* Text:
- - - - -
Friday, October 29, 2010

Doing the laundry is like raising a family

Washing laundry is kind of like raising a family. 

You have all different sorts of clothes to deal with just like you do personalities.  
Some people are like jeans, rough and tumble yet laid back and comfortable.
Others are like sweaters, a little heavy and restrictive but generally nice and warm.
There are always a few dressier clothes.  They're a little higher maintenance but they sure  can make a good impression.
Towels are like the family members who hang back and just soak it all in while washcloths are the ones who come in and clean up the messes.
Then there are all those delicate items that take special care but with whom you have the most intimate relationship.
And every family has a red sock once in a while, a trouble maker who needs sorted out and dealt with individually.


When doing the laundry or raising a family, it's important to know the following things.
Temperature matters...not everyone is the same, some can handle the heat and others shrink under it.
Picking the proper setting for the situation is important.  Some situations will require a gentle cycle while others will demand something a little more aggressive.
Detergent is like love.  It filters out the dirt and covers up the smell.  Every load needs it.  So does every person.
Sorting is optional but just because you can put everyone together at once doesn't mean you should.
And no matter what, there will be agitation. 

So next time you're turning the kids' clothes right side out and picking tissue pieces from the dryer vent and you're feeling overwhelmed by the pile spilling out of the hamper, just remember that someday, when the kids are grown and gone, the loads will be lighter.  But you may just be surprised to find that you miss it. 









 

Thursday, October 28, 2010

Gravity

I have this love hate relationship with Gravitational Pull...Gravity for short.  When I was younger, I hardly noticed him at all.  He was always just there, wherever I went, keeping my feet on the ground.  I guess I took him for granted mostly, knowing he'd keep doing his thing while I was doing mine.

But apparently Gravity doesn't much appreciate not being acknowledged.  He makes himself known quite a bit now, and not always in the nice, gentle ways he did before.  All the sudden, I notice Gravity playing tricks on me. 

Back in the 80s, Gravity was so passive he didn't even put up a fight against a big can of Aqua Net.  No matter how much I defied him with a teasing comb and sticky aerosols, he didn't do a thing to stop it.  But he's getting his revenge now.  Even my hair is flatter than it used to be.  It's as though he's tugging on it, refusing it let it bounce like it once did. 

Used to be that I'd never think twice about sitting on the floor.  Now, knowing that Gravity isn't going to let me up without a fight, it's a whole different story.  Getting off the floor these days looks likes a sad game of Twister.  I end up on all fours, literally pushing against Gravity to escape his powerful grip.  When he's especially clingy, I must resort to using the furniture to climb my way back to my feet.

Worst of all, he thinks it's funny to yank my flesh downward in the most unflattering ways.  I think it's his version of that classic high school prank, 'de-pantsing'.  His not so funny antics have everything settling just a little lower these days from my eyelids to my thighs and everything in between. 

I remember when bras and panties not only served their intended purpose, but they could do so while looking super cute.  Now, 'foundational garments' need extra hooks and wires and lycra control panels just to hope to hold things somewhat in their original places.   My hair may not bounce, but everything else sure does. Go figure.
- - - - -
* What to do:
a - Extract the stretch of the blog posts on laundry and gravity from "Doing the laundry is" through "a good impression.".
b - Extend the blog posts on laundry and gravity with a continuation that picks up after their last sentence.
- - - - -
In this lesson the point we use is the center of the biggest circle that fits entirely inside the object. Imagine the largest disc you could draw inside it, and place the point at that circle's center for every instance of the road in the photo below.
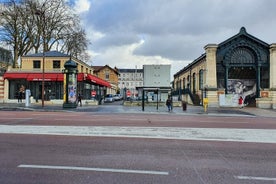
(89, 147)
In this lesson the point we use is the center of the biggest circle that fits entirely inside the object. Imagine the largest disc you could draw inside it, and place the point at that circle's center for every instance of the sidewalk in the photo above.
(191, 110)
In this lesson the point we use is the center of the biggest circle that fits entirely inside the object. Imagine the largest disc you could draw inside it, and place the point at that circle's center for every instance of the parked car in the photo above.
(108, 98)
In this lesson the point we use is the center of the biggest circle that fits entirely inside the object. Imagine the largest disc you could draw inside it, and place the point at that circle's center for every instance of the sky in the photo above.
(131, 33)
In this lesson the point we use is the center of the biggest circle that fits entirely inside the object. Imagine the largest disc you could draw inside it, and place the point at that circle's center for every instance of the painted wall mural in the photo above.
(236, 88)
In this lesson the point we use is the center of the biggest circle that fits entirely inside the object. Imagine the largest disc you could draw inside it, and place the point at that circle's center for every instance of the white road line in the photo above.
(180, 133)
(255, 178)
(94, 169)
(2, 118)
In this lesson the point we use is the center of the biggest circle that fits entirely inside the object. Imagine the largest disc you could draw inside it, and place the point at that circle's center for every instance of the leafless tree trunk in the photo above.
(39, 26)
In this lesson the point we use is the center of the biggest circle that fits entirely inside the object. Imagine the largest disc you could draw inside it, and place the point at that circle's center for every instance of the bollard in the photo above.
(184, 105)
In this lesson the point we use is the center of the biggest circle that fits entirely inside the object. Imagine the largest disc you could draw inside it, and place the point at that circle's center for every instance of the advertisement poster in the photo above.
(72, 89)
(245, 88)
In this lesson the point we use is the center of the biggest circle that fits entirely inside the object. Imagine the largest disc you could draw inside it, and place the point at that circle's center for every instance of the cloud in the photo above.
(82, 6)
(135, 32)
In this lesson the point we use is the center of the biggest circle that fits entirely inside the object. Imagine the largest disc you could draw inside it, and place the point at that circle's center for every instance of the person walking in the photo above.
(169, 104)
(79, 99)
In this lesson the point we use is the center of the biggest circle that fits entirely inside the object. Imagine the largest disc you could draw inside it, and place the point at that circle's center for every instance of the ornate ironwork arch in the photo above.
(242, 55)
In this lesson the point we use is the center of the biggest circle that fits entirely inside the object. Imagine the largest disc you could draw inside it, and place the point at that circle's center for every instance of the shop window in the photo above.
- - - - -
* Responses by task:
a -
Doing the laundry is like raising a family

Washing laundry is kind of like raising a family. 

You have all different sorts of clothes to deal with just like you do personalities.  
Some people are like jeans, rough and tumble yet laid back and comfortable.
Others are like sweaters, a little heavy and restrictive but generally nice and warm.
There are always a few dressier clothes.  They're a little higher maintenance but they sure  can make a good impression.

b -
It's amazing how Gravity can sneak up on a person, how quickly he can turn on someone and how cruel he can be.  And yet, given all that, the pros of my relationship with him so far outweigh the cons that I still am quite glad he sticks around.  

I appreciate you, Gravity...I really do.  Now will you please give me a break!?!

Tuesday, October 26, 2010

Visiting the Old Folks Home

I had an interesting visit with my Grandpa today.  I stopped in while he and his friends at their independent living facility were involved in a rousing game of BINGO.  My Grandpa is your pretty typical old fella.  He's lived a lot of life and has the stories to prove it.  Today was no different.  I heard about how he'd gotten the measles immediately followed by scarlet fever in the fifth grade.  He missed a good chunk of the class, but his teacher passed him on to the sixth grade anyway.  He said he struggled in school from then on.  He brought up a trip my sisters and I took to St. Louis with him and Grandma when I was about eight or nine years old.  Now that was a trip to remember!  He talked  about his love for gambling but how Las Vegas just wasn't the same since it became a family town.  He liked it better when it was for adults only.  Of course, he added that not having Grandma with him anymore just made taking those kinds of trips seem pointless.  That was really the point of the story.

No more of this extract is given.